## TASK DATA
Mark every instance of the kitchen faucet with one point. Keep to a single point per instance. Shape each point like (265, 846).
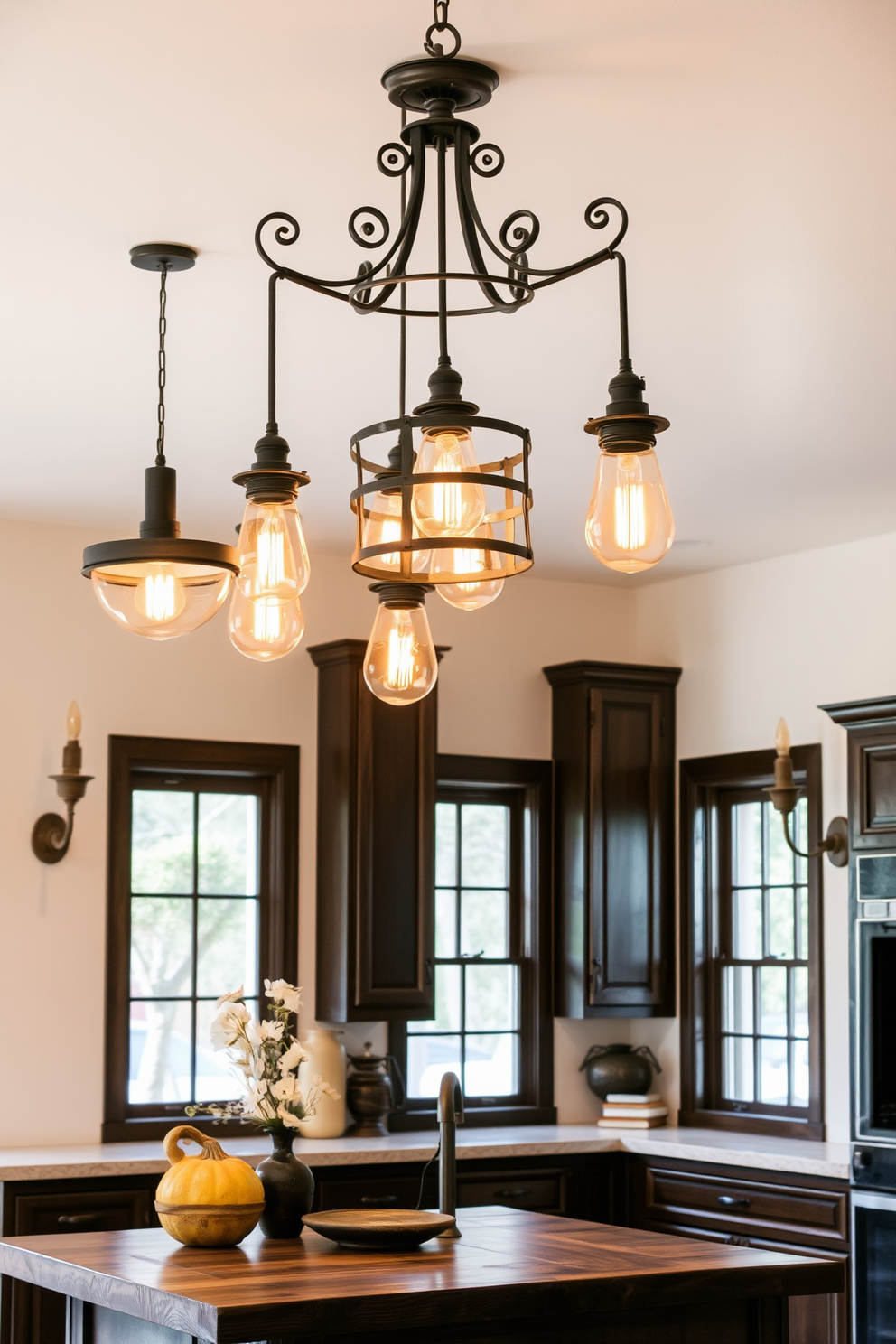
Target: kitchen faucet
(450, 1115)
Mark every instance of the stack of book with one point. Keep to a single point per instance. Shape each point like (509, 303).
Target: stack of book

---

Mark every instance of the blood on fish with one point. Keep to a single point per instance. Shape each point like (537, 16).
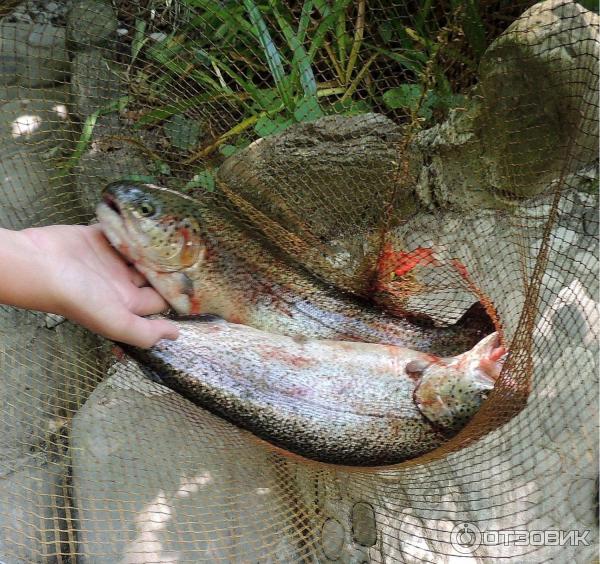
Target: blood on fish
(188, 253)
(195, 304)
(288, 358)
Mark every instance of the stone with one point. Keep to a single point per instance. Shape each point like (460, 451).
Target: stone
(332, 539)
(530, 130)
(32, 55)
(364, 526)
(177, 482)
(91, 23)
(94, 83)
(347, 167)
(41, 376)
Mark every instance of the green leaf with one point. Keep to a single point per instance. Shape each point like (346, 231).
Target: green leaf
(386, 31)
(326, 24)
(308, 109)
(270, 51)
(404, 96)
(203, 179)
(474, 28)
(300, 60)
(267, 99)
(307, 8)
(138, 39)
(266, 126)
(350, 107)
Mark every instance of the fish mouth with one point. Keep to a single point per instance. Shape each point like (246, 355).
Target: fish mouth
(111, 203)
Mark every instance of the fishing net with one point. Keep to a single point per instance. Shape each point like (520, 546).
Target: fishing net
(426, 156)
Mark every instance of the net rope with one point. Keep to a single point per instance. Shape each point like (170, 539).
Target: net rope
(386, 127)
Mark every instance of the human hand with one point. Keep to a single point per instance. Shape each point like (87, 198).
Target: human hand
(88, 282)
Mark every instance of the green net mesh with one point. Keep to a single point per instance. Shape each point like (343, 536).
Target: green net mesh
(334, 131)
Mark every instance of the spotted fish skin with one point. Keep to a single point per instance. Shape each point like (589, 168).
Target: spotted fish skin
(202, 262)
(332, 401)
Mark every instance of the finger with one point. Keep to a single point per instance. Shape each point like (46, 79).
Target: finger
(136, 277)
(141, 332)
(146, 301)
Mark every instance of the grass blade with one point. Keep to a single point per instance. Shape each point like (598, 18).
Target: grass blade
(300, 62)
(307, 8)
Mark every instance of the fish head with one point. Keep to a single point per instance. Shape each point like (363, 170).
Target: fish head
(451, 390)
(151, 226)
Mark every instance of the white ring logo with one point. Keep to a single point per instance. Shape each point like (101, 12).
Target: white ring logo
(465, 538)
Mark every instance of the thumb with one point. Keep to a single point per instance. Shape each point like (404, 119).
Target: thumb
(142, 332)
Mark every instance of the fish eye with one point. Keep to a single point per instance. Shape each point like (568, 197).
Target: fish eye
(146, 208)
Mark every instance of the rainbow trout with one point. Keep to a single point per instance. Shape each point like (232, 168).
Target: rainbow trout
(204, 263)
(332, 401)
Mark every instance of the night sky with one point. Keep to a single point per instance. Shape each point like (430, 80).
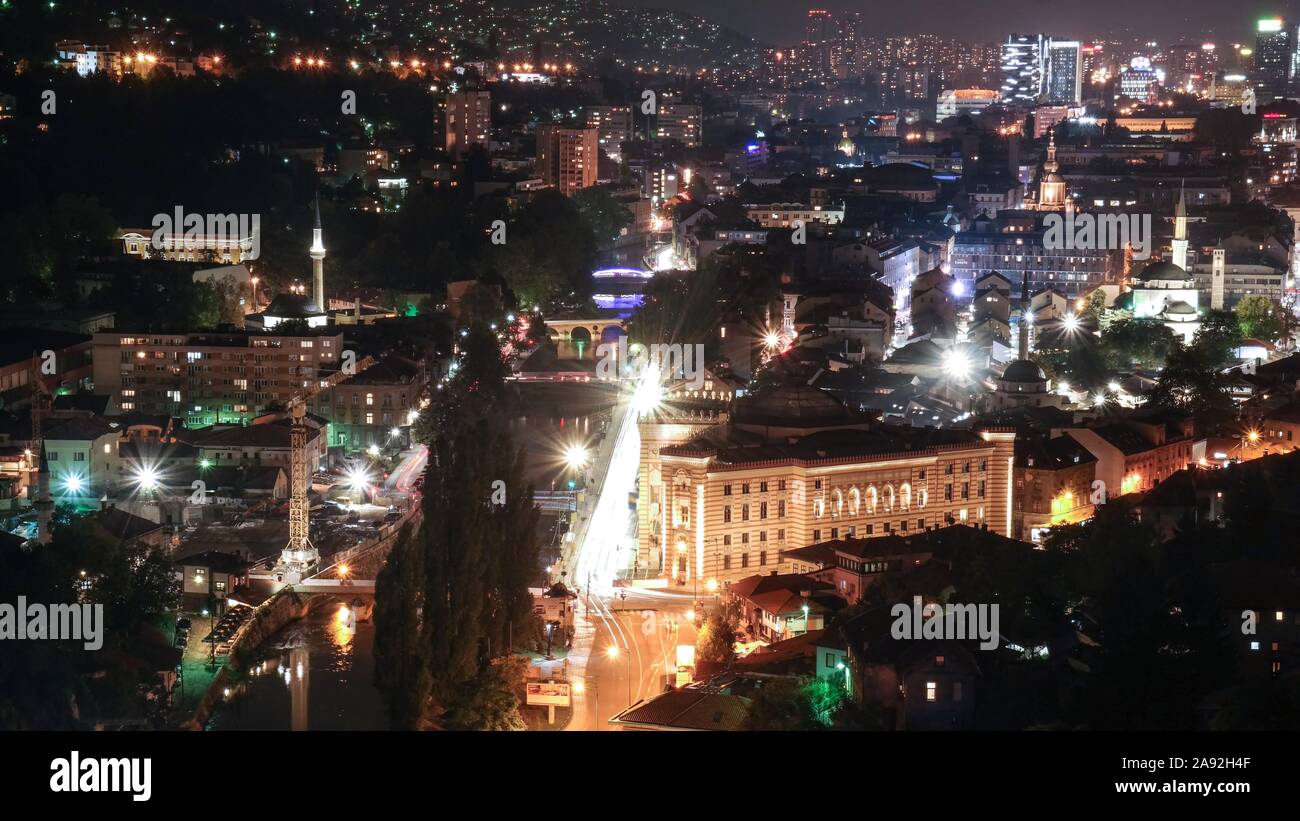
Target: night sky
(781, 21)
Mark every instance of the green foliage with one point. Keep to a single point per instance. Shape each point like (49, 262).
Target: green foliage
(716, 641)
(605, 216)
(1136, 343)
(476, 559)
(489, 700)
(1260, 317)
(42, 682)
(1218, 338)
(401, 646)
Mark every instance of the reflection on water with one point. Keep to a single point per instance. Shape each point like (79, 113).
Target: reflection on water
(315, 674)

--

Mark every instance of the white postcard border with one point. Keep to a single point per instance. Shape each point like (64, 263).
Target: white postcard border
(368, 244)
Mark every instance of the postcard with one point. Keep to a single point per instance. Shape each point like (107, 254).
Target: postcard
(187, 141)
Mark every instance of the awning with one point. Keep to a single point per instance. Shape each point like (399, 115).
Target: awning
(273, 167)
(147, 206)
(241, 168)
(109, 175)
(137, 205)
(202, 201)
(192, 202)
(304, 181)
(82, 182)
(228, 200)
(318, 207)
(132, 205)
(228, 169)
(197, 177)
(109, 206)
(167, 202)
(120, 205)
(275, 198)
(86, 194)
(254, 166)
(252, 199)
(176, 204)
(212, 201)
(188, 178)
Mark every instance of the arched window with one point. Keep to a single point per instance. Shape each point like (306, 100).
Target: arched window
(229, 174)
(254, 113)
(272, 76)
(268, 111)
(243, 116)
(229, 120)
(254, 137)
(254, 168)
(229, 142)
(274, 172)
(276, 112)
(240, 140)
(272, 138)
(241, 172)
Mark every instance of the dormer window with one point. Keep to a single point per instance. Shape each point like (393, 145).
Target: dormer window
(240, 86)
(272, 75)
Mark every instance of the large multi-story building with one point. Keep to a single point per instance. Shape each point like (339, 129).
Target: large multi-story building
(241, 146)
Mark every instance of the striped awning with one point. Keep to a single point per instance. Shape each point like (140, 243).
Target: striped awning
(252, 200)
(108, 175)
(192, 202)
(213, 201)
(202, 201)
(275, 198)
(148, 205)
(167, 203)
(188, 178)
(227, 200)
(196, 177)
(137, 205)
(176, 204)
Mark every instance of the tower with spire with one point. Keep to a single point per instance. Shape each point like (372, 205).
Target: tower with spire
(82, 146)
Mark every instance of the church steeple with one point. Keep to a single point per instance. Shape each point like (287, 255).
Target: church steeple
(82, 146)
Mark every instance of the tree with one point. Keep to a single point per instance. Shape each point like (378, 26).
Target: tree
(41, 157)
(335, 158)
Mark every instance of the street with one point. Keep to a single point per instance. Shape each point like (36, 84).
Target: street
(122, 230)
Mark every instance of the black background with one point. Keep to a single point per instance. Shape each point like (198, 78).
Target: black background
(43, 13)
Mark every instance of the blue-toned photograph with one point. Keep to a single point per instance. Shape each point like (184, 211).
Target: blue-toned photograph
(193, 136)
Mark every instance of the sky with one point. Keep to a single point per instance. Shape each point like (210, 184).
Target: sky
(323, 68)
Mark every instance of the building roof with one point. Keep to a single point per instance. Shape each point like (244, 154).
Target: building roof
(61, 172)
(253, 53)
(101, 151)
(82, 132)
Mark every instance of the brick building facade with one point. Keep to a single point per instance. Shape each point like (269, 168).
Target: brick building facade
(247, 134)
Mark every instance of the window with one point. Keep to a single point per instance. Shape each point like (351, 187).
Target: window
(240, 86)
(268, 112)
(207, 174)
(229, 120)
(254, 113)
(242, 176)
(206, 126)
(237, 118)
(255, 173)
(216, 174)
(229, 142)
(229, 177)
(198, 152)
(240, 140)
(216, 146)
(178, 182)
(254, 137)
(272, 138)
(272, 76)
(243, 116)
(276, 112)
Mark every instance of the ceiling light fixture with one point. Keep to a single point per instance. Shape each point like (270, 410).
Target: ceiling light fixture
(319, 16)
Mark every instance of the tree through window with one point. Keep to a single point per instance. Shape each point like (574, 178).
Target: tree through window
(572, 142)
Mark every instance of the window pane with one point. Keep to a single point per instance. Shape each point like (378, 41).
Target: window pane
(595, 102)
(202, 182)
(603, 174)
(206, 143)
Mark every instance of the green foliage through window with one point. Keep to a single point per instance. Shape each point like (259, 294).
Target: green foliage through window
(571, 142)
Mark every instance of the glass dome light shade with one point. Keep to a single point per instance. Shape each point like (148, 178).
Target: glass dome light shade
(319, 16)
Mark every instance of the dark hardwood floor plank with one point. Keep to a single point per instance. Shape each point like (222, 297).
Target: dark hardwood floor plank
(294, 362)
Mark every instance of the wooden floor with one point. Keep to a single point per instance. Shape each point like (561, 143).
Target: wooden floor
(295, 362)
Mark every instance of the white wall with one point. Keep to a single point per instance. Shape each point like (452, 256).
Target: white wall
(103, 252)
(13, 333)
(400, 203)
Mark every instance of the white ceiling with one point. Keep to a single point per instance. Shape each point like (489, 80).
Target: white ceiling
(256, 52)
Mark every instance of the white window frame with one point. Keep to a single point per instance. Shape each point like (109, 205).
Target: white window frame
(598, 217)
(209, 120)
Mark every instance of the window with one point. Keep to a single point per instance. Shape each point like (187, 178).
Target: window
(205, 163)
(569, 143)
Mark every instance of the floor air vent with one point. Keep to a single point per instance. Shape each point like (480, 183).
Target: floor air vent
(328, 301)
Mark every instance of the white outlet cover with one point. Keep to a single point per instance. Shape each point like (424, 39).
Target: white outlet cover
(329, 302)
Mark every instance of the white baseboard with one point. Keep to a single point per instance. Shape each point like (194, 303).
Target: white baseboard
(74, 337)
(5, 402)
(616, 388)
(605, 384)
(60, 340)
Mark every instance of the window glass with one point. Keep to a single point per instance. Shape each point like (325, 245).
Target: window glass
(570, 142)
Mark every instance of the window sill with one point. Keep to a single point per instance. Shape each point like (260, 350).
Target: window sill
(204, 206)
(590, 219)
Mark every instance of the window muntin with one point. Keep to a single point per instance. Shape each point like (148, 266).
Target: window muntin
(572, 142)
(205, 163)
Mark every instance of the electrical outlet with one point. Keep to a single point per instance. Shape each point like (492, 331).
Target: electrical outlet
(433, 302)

## WORK TO DO
Take the part that opens with the line containing "Mark every instance of the kitchen" and closes with the line containing "Target: stack of book", and rename "faucet" to "tap" throughout it. Write out only those lines again with nothing else changed, and leave the pictures out.

## ANSWER TO THE EXERCISE
Mark every instance of the kitchen tap with one point. Keep to a single point per instance. Shape each point like (265, 846).
Target: kitchen tap
(450, 1115)
Mark every instance of the stack of book with one point. Keep to a single point per instance. Shape each point like (509, 303).
Target: stack of book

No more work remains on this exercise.